**DESCRIPTION OF THE TASK:**
Arrange every one of the rows below as a JSON list of strings, one string per line, leaving out any blank lines.

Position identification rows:
┄┄┄┄┄┄
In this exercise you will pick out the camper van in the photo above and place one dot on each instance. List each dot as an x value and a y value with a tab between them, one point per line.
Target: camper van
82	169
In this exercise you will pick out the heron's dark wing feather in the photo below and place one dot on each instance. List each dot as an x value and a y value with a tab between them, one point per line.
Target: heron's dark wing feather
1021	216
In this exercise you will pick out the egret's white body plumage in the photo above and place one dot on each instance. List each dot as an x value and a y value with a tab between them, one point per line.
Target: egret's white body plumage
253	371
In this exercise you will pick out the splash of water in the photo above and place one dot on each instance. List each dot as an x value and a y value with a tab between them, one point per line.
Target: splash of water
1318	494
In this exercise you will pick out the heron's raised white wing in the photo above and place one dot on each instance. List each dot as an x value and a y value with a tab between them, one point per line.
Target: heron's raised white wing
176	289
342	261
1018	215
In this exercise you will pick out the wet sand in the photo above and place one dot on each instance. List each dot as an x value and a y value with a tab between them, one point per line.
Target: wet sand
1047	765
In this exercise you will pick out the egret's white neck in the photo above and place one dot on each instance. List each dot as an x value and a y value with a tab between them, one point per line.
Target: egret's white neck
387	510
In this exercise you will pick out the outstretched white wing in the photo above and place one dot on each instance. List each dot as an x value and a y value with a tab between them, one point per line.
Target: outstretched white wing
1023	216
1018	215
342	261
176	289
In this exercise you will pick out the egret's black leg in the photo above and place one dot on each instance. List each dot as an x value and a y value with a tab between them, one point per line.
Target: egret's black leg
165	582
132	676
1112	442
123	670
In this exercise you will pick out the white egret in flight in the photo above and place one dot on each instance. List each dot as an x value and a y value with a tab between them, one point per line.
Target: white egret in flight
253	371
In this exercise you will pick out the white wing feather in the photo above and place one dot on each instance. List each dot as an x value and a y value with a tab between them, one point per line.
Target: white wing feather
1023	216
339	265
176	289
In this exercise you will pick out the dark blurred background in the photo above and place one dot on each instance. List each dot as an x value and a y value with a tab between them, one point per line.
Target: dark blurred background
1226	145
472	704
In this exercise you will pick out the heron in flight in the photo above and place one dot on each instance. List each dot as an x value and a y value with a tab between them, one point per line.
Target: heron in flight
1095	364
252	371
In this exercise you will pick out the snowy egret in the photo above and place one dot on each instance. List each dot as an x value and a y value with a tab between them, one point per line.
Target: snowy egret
┄┄┄┄┄┄
**EXERCISE ANSWER:**
[
  "In this exercise you will pick out the camper van in the photo above and place one dot on each instance. List each dot as an x value and a y value with a tab between them, one point per line.",
  "Target: camper van",
  "82\t169",
  "In this exercise you will pick out the heron's dark wing feather in the photo below and place one dot on each instance. List each dot as an x value and a y value with a tab between them, one point per line.",
  "Target: heron's dark wing feather",
  "1021\t216",
  "In this exercise you will pick out the egret's white body plumage in the photo above and place one dot on each instance. List each dot as an x value and a y value with a tab between them, one point per line.",
  "Target: egret's white body plumage",
  "253\t371",
  "In this exercise you will pick out the splash of water in the photo above and place one dot on each instance. List each dot as an x value and a y value with a tab between them, one point per line.",
  "Target: splash of water",
  "1318\t494",
  "In this exercise you will pick out the heron's raised white wing in the photo above and place one dot on each instance. List each dot as an x value and a y value with a tab between them, one point per line.",
  "Target: heron's raised white wing",
  "176\t289",
  "342\t261",
  "1018\t215",
  "In this exercise you will pick out the wet sand in the photo above and place one dot on each instance. List each dot as an x value and a y value with a tab between them, one point per line.",
  "Target: wet sand",
  "1047\t765",
  "In this exercise you will pick out the egret's white neck in the photo above and place one dot on each instance. List each dot as an x value and a y value with a tab between them, one point per line.",
  "Target: egret's white neck",
  "387\t510",
  "In this exercise you will pick out the outstretched white wing in the photo above and place one dot on each instance. List each dot as an x value and a y value with a tab between them, one point per line.",
  "Target: outstretched white wing",
  "1023\t216",
  "1018\t215",
  "342\t261",
  "176\t289",
  "In this exercise you will pick out the egret's black leg in the photo above and place one dot on each instance. List each dot as an x value and a y value with a tab between them, one point per line.",
  "Target: egret's black leg",
  "165\t582",
  "132\t676",
  "1112\t442",
  "123\t670",
  "In this exercise you will pick out the white egret in flight in the photo above and place one dot on each instance. List each dot as an x value and a y value with a tab between them, one point per line.",
  "Target: white egret in flight",
  "253\t371",
  "In this exercise you will pick out the white wing feather in the photo above and place one dot on each instance. List each dot as an x value and a y value with a tab between them, one point per line.",
  "Target: white wing feather",
  "1023\t216",
  "339\t265",
  "176\t289",
  "In this exercise you will pick out the dark blurred background in the photo above and place one dot on each instance. List each dot as an x value and a y value with a tab between them, one point per line.",
  "Target: dark blurred background",
  "1226\t145",
  "472\t704",
  "In this exercise you will pick out the heron in flight in the photo above and place one dot on each instance. List each dot as an x value and a y value with a tab between them, one point per line.",
  "Target: heron in flight",
  "1095\t364",
  "252\t371",
  "In this exercise you will pick out the snowy egret in the photo above and place one dot on each instance. List each dot as an x value and a y value with a tab between them, one point per line.",
  "Target: snowy egret"
]